═════ Exercise data ═════
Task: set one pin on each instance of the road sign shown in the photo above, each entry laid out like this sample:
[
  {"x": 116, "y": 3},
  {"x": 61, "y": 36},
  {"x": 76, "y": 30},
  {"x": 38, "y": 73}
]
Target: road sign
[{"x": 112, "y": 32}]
═════
Given task - Convert the data above into a Markdown table with two columns, Number and Text. Each line goes in its own row with its row number, and blank lines are skipped.

In response -
| Number | Text |
|---|---|
| 1 | Task: set one pin on each instance of the road sign shown in the photo above, each entry laid out like this sample: |
| 2 | [ |
| 3 |   {"x": 116, "y": 3}, |
| 4 |   {"x": 61, "y": 36}, |
| 5 |   {"x": 76, "y": 30}, |
| 6 |   {"x": 38, "y": 73} |
| 7 | ] |
| 8 | Target: road sign |
| 9 | [{"x": 112, "y": 32}] |